** Start Extracted material **

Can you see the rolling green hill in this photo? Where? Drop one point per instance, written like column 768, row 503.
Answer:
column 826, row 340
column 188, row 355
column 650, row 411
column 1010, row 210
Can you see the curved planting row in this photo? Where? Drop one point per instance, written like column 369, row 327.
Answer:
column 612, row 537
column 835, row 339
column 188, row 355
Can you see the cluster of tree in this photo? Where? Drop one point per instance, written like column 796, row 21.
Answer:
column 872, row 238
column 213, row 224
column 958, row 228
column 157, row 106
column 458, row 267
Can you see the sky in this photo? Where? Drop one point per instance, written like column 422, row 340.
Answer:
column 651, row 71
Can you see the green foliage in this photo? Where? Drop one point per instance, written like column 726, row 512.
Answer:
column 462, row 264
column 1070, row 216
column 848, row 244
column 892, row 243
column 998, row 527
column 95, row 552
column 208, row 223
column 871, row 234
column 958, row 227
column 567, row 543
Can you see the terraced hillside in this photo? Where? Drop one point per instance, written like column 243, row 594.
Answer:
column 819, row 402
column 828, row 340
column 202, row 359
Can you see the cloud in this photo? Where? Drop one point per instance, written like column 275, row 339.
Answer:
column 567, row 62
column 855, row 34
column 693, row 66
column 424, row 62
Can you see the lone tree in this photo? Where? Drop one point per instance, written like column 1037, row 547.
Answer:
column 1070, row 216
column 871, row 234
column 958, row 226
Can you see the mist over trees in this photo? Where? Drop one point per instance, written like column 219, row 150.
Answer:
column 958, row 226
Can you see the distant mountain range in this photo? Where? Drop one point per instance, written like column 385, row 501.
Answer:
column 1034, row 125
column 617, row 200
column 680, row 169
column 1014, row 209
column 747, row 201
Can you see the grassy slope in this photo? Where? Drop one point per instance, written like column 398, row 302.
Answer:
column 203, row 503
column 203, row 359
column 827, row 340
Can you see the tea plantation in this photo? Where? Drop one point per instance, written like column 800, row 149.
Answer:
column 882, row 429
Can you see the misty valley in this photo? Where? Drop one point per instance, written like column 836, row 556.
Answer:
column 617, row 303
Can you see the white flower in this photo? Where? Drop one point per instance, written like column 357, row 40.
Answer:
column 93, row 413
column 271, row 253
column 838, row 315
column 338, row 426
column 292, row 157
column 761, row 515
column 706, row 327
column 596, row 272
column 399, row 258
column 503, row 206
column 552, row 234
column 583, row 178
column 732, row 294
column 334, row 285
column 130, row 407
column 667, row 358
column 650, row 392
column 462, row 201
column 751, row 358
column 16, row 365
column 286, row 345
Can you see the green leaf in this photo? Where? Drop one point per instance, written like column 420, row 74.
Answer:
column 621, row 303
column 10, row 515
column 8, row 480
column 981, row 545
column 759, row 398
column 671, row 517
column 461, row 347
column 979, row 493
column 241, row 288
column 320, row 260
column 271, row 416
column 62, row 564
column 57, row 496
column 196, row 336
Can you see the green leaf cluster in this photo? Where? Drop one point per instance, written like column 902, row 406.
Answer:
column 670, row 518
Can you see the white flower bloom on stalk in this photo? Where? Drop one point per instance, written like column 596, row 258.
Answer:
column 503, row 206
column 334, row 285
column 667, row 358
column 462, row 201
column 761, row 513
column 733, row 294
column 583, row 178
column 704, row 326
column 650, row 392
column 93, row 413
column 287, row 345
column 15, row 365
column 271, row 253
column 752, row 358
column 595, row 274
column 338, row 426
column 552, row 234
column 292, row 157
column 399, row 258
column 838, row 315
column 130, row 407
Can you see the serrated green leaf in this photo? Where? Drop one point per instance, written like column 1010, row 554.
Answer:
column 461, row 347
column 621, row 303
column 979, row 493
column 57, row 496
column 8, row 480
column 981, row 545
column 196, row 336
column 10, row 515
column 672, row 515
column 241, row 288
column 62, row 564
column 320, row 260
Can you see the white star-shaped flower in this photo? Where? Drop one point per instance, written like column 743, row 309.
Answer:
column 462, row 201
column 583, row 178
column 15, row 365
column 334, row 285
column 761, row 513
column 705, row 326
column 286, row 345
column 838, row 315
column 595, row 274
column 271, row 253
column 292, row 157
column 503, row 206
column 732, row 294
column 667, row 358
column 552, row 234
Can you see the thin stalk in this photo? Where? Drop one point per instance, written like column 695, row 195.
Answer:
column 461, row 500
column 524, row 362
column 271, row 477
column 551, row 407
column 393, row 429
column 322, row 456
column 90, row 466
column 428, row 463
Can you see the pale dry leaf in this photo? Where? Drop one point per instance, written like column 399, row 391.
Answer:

** End Extracted material **

* Exercise description:
Rewrite every one of the rows above as a Markdown table with two columns, Number and Text. Put each line's number under Number and the line itself under Text, skipping any blank lines.

* Exercise output:
| Number | Text |
|---|---|
| 1 | Can you see the rolling green hill in this photo? Where? Drop one point per instance, written like column 768, row 503. |
| 2 | Answer: |
| 3 | column 826, row 340 |
| 4 | column 188, row 355 |
| 5 | column 650, row 411 |
| 6 | column 1010, row 210 |
| 7 | Can you see the curved planting row in this photo? Where? Drop one point per instance, written like column 369, row 327. |
| 8 | Answer: |
| 9 | column 612, row 537 |
| 10 | column 835, row 339 |
| 11 | column 188, row 355 |
| 12 | Can you see the cluster of tree in this photo? Where? Drop one point per instance, written like column 796, row 21. |
| 13 | Answer: |
| 14 | column 872, row 238 |
| 15 | column 213, row 224 |
| 16 | column 958, row 228 |
| 17 | column 157, row 106 |
| 18 | column 458, row 267 |
| 19 | Can you see the sky in this photo? Where? Drop one point per instance, written like column 422, row 340. |
| 20 | Answer: |
| 21 | column 651, row 71 |
| 22 | Can you see the green foliage in this photo? Where? Drop one point per instance, written like column 726, row 512. |
| 23 | Answer: |
| 24 | column 462, row 264 |
| 25 | column 1070, row 216 |
| 26 | column 848, row 244 |
| 27 | column 892, row 243 |
| 28 | column 998, row 527 |
| 29 | column 95, row 552 |
| 30 | column 208, row 223 |
| 31 | column 871, row 234 |
| 32 | column 958, row 227 |
| 33 | column 567, row 543 |
| 34 | Can you see the terraced hillside in this photo? Where? Drop one point per instance, written like column 243, row 594. |
| 35 | Answer: |
| 36 | column 819, row 402 |
| 37 | column 828, row 340 |
| 38 | column 202, row 359 |
| 39 | Can you see the cloud in this photo? Where? Drop one point per instance, written like column 275, row 339. |
| 40 | Answer: |
| 41 | column 567, row 62 |
| 42 | column 855, row 34 |
| 43 | column 693, row 66 |
| 44 | column 424, row 62 |
| 45 | Can you see the lone tree in this photo? Where? Drop one point per instance, written like column 1037, row 547. |
| 46 | Answer: |
| 47 | column 1070, row 216 |
| 48 | column 871, row 234 |
| 49 | column 958, row 226 |
| 50 | Can you see the mist over trees in this photo? Where? Drop one point per instance, written like column 219, row 150. |
| 51 | Answer: |
| 52 | column 958, row 226 |
| 53 | Can you see the distant mountain range in this photo? Where? Drop one point per instance, written like column 385, row 501. |
| 54 | Answer: |
| 55 | column 1034, row 125 |
| 56 | column 617, row 200 |
| 57 | column 680, row 169 |
| 58 | column 1014, row 209 |
| 59 | column 747, row 201 |
| 60 | Can you see the grassy slope in this photo? Where? Drop one point per instance, written like column 398, row 302. |
| 61 | Answer: |
| 62 | column 203, row 503 |
| 63 | column 203, row 359 |
| 64 | column 827, row 340 |
| 65 | Can you see the tea plantation in this photo? Where? Drop one point per instance, written like column 800, row 149. |
| 66 | Answer: |
| 67 | column 882, row 429 |
| 68 | Can you see the misty valley in this photo? Where? Drop one point per instance, written like column 836, row 556. |
| 69 | Answer: |
| 70 | column 617, row 303 |
| 71 | Can you see the white flower in this photo? Where? Drop one point per instance, written like column 357, row 40. |
| 72 | Answer: |
| 73 | column 93, row 413 |
| 74 | column 271, row 253 |
| 75 | column 838, row 315 |
| 76 | column 338, row 426 |
| 77 | column 292, row 157 |
| 78 | column 761, row 515 |
| 79 | column 706, row 327 |
| 80 | column 596, row 272 |
| 81 | column 399, row 258 |
| 82 | column 503, row 206 |
| 83 | column 552, row 234 |
| 84 | column 583, row 178 |
| 85 | column 732, row 294 |
| 86 | column 334, row 285 |
| 87 | column 130, row 407 |
| 88 | column 667, row 358 |
| 89 | column 650, row 392 |
| 90 | column 462, row 201 |
| 91 | column 751, row 358 |
| 92 | column 16, row 365 |
| 93 | column 286, row 345 |
| 94 | Can you see the green leaf in this photo? Where? Drop one point per instance, written like column 420, row 74. |
| 95 | Answer: |
| 96 | column 621, row 303 |
| 97 | column 10, row 515 |
| 98 | column 8, row 480 |
| 99 | column 981, row 545 |
| 100 | column 759, row 398 |
| 101 | column 671, row 517 |
| 102 | column 461, row 347 |
| 103 | column 979, row 493 |
| 104 | column 241, row 288 |
| 105 | column 320, row 260 |
| 106 | column 271, row 416 |
| 107 | column 62, row 564 |
| 108 | column 57, row 496 |
| 109 | column 196, row 336 |
| 110 | Can you see the green leaf cluster in this photo? Where? Drop one point per instance, written like column 902, row 406. |
| 111 | Answer: |
| 112 | column 670, row 518 |
| 113 | Can you see the white flower bloom on stalk in this photo? Where? Drop one point per instance, written like column 596, row 258. |
| 114 | Answer: |
| 115 | column 503, row 206 |
| 116 | column 334, row 285 |
| 117 | column 667, row 358 |
| 118 | column 462, row 201 |
| 119 | column 761, row 513 |
| 120 | column 733, row 294 |
| 121 | column 583, row 178 |
| 122 | column 704, row 326 |
| 123 | column 650, row 392 |
| 124 | column 93, row 413 |
| 125 | column 287, row 345 |
| 126 | column 15, row 365 |
| 127 | column 271, row 253 |
| 128 | column 752, row 358 |
| 129 | column 595, row 274 |
| 130 | column 338, row 426 |
| 131 | column 552, row 234 |
| 132 | column 292, row 157 |
| 133 | column 399, row 258 |
| 134 | column 838, row 315 |
| 135 | column 130, row 407 |
| 136 | Can you see the serrated green leaf in this photo? Where? Drop one point per instance, written like column 1010, row 554. |
| 137 | Answer: |
| 138 | column 461, row 347 |
| 139 | column 621, row 303 |
| 140 | column 979, row 493 |
| 141 | column 57, row 496 |
| 142 | column 8, row 480 |
| 143 | column 981, row 545 |
| 144 | column 196, row 336 |
| 145 | column 10, row 515 |
| 146 | column 672, row 515 |
| 147 | column 241, row 288 |
| 148 | column 62, row 564 |
| 149 | column 320, row 260 |
| 150 | Can you see the white star-shaped flower in this photo? Where? Drop one point per instance, written like column 743, row 309. |
| 151 | Answer: |
| 152 | column 462, row 201 |
| 153 | column 583, row 178 |
| 154 | column 15, row 365 |
| 155 | column 334, row 285 |
| 156 | column 761, row 513 |
| 157 | column 705, row 326 |
| 158 | column 286, row 345 |
| 159 | column 838, row 315 |
| 160 | column 595, row 274 |
| 161 | column 271, row 253 |
| 162 | column 292, row 157 |
| 163 | column 503, row 206 |
| 164 | column 732, row 294 |
| 165 | column 667, row 358 |
| 166 | column 552, row 234 |
| 167 | Can you see the thin stalk in this photo? Where? Drop one point per instance, written like column 695, row 195. |
| 168 | Answer: |
| 169 | column 461, row 500 |
| 170 | column 524, row 362 |
| 171 | column 271, row 477 |
| 172 | column 551, row 407 |
| 173 | column 393, row 429 |
| 174 | column 322, row 456 |
| 175 | column 90, row 466 |
| 176 | column 428, row 463 |
| 177 | Can you see the pale dry leaf in this photo? Where? Drop one point per instance, written like column 399, row 391. |
| 178 | Answer: |